◆ Task instructions
The data below is to be repeated in full, exactly as shown.

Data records
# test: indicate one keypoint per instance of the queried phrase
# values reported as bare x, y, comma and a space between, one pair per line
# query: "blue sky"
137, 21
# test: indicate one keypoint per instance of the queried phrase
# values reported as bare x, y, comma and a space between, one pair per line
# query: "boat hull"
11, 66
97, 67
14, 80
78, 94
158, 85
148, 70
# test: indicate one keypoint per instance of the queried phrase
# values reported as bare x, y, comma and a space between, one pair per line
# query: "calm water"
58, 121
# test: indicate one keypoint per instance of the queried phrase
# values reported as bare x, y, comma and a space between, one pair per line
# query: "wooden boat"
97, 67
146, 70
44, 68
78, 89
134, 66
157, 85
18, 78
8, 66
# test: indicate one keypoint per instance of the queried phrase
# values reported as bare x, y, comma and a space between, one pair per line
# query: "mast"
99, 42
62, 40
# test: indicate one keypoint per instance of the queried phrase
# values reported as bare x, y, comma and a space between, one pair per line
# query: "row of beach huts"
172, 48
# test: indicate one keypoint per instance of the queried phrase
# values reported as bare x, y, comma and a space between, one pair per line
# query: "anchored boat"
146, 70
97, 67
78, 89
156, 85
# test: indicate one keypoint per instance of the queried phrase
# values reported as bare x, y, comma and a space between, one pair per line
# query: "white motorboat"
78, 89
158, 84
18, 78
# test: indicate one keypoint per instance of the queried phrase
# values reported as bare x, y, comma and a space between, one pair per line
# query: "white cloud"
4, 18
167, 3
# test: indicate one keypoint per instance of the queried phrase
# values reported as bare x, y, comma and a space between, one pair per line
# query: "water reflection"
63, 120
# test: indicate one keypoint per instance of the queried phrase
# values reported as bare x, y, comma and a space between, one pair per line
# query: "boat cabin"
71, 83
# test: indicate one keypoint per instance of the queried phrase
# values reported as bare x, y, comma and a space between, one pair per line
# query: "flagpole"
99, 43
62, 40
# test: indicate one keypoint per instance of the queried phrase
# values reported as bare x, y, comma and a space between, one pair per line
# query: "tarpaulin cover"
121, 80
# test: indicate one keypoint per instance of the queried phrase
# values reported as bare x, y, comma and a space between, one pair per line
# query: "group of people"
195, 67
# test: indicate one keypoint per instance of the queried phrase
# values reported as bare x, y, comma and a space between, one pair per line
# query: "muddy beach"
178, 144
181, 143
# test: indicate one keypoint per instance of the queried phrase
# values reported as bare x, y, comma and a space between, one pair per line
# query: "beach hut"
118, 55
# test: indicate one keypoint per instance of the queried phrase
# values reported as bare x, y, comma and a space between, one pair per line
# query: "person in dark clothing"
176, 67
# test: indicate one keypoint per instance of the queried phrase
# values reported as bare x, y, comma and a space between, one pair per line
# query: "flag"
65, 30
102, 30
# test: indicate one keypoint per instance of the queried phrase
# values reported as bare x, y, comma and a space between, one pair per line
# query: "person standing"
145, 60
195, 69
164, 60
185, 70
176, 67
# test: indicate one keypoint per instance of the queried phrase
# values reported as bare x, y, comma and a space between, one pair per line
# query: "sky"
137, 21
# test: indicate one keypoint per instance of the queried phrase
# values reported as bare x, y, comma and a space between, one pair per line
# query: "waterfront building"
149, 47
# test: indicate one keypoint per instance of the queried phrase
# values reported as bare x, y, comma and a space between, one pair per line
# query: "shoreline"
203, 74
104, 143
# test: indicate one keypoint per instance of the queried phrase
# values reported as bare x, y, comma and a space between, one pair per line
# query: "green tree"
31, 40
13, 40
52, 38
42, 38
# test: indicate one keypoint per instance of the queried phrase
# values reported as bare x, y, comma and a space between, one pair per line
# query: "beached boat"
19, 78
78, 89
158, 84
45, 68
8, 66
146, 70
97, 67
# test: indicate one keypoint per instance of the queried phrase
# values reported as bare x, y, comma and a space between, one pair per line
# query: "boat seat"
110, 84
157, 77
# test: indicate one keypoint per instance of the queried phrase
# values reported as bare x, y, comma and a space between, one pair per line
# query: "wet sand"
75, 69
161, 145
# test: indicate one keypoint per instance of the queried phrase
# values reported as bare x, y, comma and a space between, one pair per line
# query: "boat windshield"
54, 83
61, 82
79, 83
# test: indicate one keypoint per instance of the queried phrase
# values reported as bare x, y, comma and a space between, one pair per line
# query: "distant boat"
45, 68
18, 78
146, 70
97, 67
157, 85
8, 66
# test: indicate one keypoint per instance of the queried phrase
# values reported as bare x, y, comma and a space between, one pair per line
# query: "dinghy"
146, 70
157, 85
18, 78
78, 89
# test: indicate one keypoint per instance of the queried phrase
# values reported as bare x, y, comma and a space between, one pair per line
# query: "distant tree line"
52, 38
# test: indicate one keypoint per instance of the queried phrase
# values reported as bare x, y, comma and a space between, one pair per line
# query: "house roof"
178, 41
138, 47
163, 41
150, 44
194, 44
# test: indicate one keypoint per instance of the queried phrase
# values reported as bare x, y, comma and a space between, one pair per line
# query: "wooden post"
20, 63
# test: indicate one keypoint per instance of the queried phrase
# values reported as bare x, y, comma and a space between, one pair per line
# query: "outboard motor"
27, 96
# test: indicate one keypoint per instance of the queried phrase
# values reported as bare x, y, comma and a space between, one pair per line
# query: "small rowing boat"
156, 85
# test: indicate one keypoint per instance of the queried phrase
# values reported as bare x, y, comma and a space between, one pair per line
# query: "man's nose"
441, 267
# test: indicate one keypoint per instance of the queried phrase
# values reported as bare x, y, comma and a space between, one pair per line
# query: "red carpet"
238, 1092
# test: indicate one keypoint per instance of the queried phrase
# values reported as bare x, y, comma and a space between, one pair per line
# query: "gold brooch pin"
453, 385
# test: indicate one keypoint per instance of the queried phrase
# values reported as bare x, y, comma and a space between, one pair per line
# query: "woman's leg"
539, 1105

◆ Exercise solution
# test: indicate one keypoint per instance of the queried phrase
# values reported as bare x, y, comma and a space between, one pair per line
# query: "blue sky"
137, 21
# test: indicate one keypoint per instance of the queried phrase
# values reported as bare x, y, comma and a space between, one pair per line
# query: "boat hull"
11, 66
97, 67
14, 80
78, 94
158, 85
148, 70
# test: indicate one keypoint per instance of the queried phrase
# values reported as bare x, y, comma and a space between, one pair per line
# query: "calm water"
58, 121
# test: indicate one keypoint per instance of the queried phrase
# values reported as bare x, y, comma and a space between, one pair per line
# query: "wooden boat"
97, 67
146, 70
44, 68
78, 89
134, 66
157, 85
18, 78
8, 66
# test: indicate one keypoint per instance of the queried phrase
# values reported as bare x, y, comma and a space between, one pair per line
# query: "mast"
99, 42
62, 40
# test: indicate one keypoint per instance of the queried phrase
# values reported as bare x, y, comma and a space between, one pair per line
# query: "row of beach huts"
172, 48
# test: indicate one keypoint per instance of the queried phrase
# values reported as bare x, y, comma and a space between, one pair per line
# query: "anchored boat"
146, 70
97, 67
78, 89
156, 85
# test: indicate one keypoint per instance of the queried phrase
# values reported as bare x, y, comma and a space between, one pair per line
# query: "white motorboat"
78, 89
158, 84
18, 78
# test: indicate one keypoint per instance of the queried phrase
# values reported as bare x, y, comma and a space between, one pair per line
# query: "white cloud"
4, 18
167, 3
# test: indicate one keypoint per instance of the queried phrase
# values reported as bare x, y, comma and a space between, one pair per line
# query: "water reflection"
63, 120
# test: indicate one keypoint per instance of the queried phrase
# values reported as bare x, y, comma and a space between, one pair per line
# query: "boat cabin"
71, 83
# test: indicate one keypoint per instance of the queried phrase
# values reported as bare x, y, comma and a space between, one pair per line
# query: "flagpole"
99, 43
62, 40
# test: indicate one keypoint per instance of the queried phrase
# values reported as bare x, y, comma and a space between, one pair per line
# query: "tarpaulin cover"
121, 80
# test: indicate one keypoint per instance of the queried phrase
# values reported as bare x, y, comma and a space between, one pair per line
# query: "group of people"
195, 67
# test: indicate one keypoint per instance of the queried phrase
# values reported as bare x, y, comma and a space between, one pair per line
# query: "muddy beach"
178, 144
181, 143
# test: indicate one keypoint per instance of the queried phrase
# values reported as bare x, y, comma and a space between, one pair per line
# query: "beach hut"
118, 55
# test: indicate one keypoint per instance of the queried phrase
# values reported as bare x, y, comma and a space between, one pair per line
# query: "person in dark clothing"
176, 67
# test: indicate one keypoint per instance of the queried phrase
# values reported as bare x, y, comma and a space between, one pair per line
# query: "flag"
65, 30
102, 30
# test: indicate one keypoint per instance of the queried phrase
# values reported as bare x, y, comma and a space between, one pair per line
# query: "person standing"
145, 60
195, 69
164, 60
185, 70
176, 67
# test: indicate one keypoint per instance of the queried phrase
# values reported as bare x, y, comma and a space between, one pair per line
# query: "sky"
137, 21
# test: indicate one keypoint per instance of the queried phrase
# values reported as bare x, y, comma and a space between, one pair per line
# query: "waterfront building"
149, 47
# test: indicate one keypoint per instance of the queried phrase
# values reported as bare x, y, comma and a space between, one pair per line
# query: "shoreline"
203, 74
104, 143
# test: indicate one keypoint per instance of the queried phrase
# values reported as bare x, y, comma and a space between, one pair per line
# query: "green tree"
31, 40
13, 40
52, 38
42, 38
# test: indicate one keypoint per instance of the queried phrase
# values reported as bare x, y, comma and a space between, one pair per line
# query: "beached boat"
19, 78
78, 89
158, 84
45, 68
8, 66
146, 70
97, 67
# test: indicate one keypoint per instance of the queried phrase
# values reported as bare x, y, comma and a space between, one pair per line
# query: "boat seat"
110, 84
157, 77
# test: indicate one keypoint per instance of the queried phrase
# values reported as bare x, y, comma and a space between, one pair per line
# query: "wet sand"
75, 69
161, 145
# test: indicate one keypoint per instance of the queried phrase
# values reported as bare x, y, comma and a space between, one pair per line
# query: "boat windshield"
54, 83
61, 82
79, 83
# test: indicate one keypoint per instance of the queried phrase
# values reported as bare x, y, comma and a space between, one pair per line
# query: "distant boat"
45, 68
18, 78
146, 70
97, 67
157, 85
8, 66
# test: indicate one keypoint per instance of the queried phrase
# values reported as bare x, y, comma and a space between, one pair per line
# query: "dinghy"
146, 70
157, 85
18, 78
78, 89
# test: indicate one keypoint per instance of the queried phrase
# values reported as bare x, y, comma and a space between, one pair per line
# query: "distant tree line"
52, 38
# test: indicate one keypoint per instance of the queried phrase
# values reported as bare x, y, comma and a space between, one pair per line
# query: "house roof"
178, 41
138, 47
163, 41
150, 44
194, 44
# test: indicate one keypoint per instance of the queried phrase
# values reported as bare x, y, comma and a space between, one pair per line
# query: "wooden post"
20, 63
# test: indicate one keypoint per instance of the queried phrase
# values reported as bare x, y, comma and a space between, one pair per line
# query: "outboard motor"
27, 96
# test: indicate one keypoint per instance of the queried phrase
# values reported as bare x, y, comma and a space between, one pair per line
# query: "small rowing boat"
156, 85
# test: indicate one keypoint per instance of the queried phrase
# values reported as bare x, y, comma and a space between, one pair per line
# query: "man's nose"
441, 267
# test: indicate one keypoint per instance of the queried phrase
# values reported as bare x, y, comma and a space between, one pair per line
# query: "red carpet"
238, 1092
# test: indicate one keypoint per instance of the queried phrase
# values reported as bare x, y, comma and a space between, one pair per line
# query: "gold brooch pin"
453, 385
# test: indicate one keypoint per instance of the queried phrase
# values reported as bare x, y, comma and a space between, one pair per line
# query: "woman's leg"
539, 1105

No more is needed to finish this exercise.